■ **Aim of the task**
Transcribe, verbatim, every line from the start of the entries through the line that contains "[tag] gray pants (a point for each instance)"; include both boundary lines and omit all others.

*** Available data Section Begins ***

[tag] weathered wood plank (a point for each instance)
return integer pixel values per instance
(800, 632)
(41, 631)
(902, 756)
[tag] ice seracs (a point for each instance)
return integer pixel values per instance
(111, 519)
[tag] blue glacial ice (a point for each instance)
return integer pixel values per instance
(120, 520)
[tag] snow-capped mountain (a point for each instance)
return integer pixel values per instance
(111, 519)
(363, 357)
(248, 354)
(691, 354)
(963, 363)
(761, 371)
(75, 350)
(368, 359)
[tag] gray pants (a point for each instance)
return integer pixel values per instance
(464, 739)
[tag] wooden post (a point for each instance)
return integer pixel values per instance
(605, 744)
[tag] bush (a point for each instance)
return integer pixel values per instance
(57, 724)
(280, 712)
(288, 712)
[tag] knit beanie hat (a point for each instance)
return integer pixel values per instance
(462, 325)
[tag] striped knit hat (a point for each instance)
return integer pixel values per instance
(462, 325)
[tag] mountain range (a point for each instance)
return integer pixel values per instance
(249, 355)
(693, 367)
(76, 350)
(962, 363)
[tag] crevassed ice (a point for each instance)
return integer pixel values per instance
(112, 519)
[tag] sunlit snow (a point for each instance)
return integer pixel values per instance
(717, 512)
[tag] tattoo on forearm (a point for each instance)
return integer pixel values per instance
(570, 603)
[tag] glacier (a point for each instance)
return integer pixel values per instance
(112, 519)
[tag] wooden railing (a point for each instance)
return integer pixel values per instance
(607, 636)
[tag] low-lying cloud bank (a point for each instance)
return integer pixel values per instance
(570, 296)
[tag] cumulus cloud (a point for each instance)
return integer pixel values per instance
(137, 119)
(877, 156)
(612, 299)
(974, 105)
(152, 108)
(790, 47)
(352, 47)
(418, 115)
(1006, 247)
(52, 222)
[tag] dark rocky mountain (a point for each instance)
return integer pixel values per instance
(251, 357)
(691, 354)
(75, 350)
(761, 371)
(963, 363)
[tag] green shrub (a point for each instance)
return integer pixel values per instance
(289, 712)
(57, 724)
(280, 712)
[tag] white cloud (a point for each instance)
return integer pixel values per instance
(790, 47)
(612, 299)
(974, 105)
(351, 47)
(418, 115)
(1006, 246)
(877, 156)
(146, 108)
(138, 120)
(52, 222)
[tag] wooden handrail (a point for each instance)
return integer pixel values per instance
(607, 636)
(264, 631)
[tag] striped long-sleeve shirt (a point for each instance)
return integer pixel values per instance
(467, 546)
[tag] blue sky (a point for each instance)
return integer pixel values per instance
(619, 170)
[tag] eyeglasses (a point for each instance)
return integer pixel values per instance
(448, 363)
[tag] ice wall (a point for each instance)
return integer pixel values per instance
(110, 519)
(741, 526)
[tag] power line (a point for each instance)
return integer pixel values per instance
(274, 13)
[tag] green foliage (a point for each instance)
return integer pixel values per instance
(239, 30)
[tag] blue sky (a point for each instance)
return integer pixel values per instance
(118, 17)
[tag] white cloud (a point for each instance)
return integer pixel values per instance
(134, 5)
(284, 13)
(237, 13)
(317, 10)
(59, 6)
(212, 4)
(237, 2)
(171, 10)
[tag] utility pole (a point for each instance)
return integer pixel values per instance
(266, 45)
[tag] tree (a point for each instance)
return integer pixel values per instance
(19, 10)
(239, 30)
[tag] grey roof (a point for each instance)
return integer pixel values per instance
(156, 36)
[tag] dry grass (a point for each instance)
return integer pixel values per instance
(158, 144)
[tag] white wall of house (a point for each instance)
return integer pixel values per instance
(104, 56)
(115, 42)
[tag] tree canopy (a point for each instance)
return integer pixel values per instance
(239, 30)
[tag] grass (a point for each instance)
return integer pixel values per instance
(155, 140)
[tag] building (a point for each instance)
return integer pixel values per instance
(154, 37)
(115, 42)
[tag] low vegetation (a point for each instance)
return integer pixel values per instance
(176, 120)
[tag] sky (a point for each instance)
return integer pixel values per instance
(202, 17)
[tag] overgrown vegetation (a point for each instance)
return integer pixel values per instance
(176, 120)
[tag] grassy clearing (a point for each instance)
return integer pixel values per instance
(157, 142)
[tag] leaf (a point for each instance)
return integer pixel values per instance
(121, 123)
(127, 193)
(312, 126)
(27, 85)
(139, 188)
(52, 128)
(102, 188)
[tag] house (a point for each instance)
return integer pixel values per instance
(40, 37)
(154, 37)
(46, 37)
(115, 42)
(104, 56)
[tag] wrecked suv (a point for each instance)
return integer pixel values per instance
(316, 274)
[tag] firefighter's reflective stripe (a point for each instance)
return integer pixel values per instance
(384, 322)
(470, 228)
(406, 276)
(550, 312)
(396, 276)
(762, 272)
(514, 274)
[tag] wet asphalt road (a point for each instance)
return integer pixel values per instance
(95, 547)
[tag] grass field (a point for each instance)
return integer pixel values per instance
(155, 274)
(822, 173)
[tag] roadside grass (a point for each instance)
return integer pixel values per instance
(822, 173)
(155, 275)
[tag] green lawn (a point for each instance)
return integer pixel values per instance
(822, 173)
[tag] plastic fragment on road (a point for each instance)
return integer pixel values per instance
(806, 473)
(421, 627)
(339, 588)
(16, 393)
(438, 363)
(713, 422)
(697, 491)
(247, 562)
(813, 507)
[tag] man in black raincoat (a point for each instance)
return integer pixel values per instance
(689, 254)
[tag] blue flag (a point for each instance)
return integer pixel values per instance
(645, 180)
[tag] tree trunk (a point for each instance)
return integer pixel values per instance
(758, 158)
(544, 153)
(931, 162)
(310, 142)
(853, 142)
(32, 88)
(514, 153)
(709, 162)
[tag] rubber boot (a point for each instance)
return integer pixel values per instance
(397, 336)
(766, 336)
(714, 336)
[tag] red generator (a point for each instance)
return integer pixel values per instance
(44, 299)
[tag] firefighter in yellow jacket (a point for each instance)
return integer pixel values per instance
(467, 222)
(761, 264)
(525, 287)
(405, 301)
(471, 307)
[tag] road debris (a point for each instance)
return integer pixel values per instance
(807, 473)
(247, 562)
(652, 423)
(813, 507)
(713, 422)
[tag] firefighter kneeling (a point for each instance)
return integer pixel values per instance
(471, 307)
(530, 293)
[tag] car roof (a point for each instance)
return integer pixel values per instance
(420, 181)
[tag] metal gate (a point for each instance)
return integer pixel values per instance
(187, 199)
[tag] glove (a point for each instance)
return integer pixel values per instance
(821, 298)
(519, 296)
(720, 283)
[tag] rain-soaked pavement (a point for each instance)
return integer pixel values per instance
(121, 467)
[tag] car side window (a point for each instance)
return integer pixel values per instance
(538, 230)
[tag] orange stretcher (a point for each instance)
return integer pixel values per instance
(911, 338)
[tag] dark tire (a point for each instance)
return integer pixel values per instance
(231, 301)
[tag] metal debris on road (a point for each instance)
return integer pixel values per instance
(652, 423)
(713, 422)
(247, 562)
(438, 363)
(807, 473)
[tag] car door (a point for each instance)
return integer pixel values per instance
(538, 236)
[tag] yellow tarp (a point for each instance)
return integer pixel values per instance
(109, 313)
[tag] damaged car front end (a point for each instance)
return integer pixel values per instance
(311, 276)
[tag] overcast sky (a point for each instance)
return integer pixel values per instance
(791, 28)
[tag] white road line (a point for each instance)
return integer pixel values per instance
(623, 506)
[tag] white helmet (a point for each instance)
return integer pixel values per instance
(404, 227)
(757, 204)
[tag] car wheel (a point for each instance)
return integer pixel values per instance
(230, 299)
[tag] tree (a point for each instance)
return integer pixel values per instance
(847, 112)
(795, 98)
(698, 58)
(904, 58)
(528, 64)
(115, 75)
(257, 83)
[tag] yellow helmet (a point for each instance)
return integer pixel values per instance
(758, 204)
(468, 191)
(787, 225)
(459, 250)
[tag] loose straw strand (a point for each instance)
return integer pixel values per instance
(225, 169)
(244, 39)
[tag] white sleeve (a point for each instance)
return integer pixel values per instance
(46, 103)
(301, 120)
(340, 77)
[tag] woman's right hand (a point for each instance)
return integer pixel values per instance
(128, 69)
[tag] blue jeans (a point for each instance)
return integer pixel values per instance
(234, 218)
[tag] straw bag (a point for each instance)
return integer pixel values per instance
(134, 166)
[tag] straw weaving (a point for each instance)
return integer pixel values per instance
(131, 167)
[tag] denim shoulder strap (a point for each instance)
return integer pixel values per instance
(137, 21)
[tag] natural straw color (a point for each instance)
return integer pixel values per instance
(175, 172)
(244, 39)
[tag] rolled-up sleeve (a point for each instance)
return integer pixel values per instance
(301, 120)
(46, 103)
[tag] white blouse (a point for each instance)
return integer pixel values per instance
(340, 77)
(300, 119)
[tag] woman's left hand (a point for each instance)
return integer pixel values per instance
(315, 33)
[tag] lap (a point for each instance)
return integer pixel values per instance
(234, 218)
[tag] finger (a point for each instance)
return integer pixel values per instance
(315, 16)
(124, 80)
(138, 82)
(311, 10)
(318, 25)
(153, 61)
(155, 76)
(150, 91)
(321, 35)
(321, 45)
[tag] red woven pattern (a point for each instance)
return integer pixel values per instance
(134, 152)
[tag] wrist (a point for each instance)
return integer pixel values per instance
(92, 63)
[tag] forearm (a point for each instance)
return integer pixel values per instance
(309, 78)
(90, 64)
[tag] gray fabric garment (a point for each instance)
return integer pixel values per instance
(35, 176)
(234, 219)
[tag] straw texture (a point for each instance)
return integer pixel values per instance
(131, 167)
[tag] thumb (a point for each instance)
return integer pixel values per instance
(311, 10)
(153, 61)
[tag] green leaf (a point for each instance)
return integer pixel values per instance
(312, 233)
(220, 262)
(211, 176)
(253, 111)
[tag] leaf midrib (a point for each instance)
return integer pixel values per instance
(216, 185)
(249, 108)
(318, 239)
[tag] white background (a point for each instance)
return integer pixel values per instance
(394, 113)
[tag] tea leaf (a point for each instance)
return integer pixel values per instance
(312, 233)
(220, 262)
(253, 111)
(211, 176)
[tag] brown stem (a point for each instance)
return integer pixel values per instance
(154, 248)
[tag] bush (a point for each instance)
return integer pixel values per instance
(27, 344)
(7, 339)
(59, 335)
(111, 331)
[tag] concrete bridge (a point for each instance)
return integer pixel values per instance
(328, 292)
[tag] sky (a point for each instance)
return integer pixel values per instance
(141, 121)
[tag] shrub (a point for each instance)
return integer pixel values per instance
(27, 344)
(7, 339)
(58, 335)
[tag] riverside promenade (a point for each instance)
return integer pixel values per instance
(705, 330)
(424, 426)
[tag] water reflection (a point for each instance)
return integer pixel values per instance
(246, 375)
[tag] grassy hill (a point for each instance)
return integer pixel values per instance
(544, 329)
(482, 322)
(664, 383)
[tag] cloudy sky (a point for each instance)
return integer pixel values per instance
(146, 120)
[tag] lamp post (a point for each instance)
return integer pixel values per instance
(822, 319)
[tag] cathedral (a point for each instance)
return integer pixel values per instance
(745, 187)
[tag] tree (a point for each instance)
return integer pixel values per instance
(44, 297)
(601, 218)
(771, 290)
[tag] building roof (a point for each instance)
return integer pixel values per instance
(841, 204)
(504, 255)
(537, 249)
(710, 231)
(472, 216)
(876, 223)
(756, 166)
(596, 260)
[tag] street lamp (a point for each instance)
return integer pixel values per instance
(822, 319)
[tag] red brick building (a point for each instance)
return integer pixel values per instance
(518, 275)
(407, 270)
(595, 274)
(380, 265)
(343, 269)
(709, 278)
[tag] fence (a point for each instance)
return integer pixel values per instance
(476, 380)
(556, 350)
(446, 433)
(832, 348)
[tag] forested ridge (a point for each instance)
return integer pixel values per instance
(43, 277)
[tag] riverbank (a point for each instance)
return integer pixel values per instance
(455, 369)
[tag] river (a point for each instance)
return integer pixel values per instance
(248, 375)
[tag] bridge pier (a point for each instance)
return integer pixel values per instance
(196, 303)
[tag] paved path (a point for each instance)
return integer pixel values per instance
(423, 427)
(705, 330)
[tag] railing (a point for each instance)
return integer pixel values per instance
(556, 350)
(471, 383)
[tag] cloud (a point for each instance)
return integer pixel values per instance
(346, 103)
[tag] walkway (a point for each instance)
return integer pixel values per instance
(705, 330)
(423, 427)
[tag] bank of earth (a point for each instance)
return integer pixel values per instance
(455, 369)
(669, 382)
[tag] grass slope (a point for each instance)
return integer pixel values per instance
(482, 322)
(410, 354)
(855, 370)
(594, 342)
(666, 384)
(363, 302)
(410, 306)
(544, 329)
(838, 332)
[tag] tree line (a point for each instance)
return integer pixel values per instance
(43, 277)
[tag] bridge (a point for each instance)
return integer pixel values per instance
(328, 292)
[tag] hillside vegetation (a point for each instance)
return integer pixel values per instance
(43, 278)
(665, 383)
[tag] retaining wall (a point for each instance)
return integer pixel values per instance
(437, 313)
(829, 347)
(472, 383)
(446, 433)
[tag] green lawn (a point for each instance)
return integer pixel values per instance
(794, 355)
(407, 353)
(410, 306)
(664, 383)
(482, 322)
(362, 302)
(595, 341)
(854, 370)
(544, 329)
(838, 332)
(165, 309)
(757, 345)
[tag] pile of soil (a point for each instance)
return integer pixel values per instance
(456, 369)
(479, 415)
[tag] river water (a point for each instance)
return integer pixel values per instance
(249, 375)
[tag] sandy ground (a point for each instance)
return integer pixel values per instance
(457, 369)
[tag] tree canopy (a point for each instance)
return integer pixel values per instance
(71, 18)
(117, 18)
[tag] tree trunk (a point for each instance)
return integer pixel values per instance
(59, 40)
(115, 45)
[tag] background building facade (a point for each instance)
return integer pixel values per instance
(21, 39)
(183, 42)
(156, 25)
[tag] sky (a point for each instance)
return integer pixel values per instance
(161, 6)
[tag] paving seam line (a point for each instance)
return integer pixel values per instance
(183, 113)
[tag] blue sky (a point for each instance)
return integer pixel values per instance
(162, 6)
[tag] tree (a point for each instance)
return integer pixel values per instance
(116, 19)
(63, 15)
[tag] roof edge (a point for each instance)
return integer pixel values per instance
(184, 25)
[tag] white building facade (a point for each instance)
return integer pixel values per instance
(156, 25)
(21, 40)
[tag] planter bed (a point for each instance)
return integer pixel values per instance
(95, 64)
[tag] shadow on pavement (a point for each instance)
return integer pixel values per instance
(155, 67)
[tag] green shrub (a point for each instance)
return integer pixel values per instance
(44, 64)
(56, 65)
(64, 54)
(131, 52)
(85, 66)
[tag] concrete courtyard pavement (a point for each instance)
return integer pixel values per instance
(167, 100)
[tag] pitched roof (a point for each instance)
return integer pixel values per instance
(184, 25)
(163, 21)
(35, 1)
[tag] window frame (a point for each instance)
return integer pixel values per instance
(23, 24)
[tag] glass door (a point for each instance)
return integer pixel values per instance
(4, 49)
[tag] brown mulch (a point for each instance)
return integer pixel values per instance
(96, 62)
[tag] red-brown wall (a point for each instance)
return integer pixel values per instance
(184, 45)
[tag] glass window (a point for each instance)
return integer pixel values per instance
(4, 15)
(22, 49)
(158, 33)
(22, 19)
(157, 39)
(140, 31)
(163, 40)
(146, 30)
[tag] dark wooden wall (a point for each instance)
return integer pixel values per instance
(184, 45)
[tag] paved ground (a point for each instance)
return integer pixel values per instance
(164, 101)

*** Available data Section Ends ***

■ **Solution for this exercise**
[tag] weathered wood plank (a point for each instance)
return integer pixel values per instance
(800, 632)
(41, 631)
(902, 756)
[tag] ice seracs (a point for each instance)
return integer pixel values per instance
(111, 519)
[tag] blue glacial ice (a point for each instance)
return integer pixel values per instance
(120, 520)
[tag] snow-capped mountain (a point for each instance)
return integer pixel values per instance
(111, 519)
(363, 357)
(248, 354)
(691, 354)
(963, 363)
(761, 371)
(75, 350)
(368, 359)
[tag] gray pants (a point for each instance)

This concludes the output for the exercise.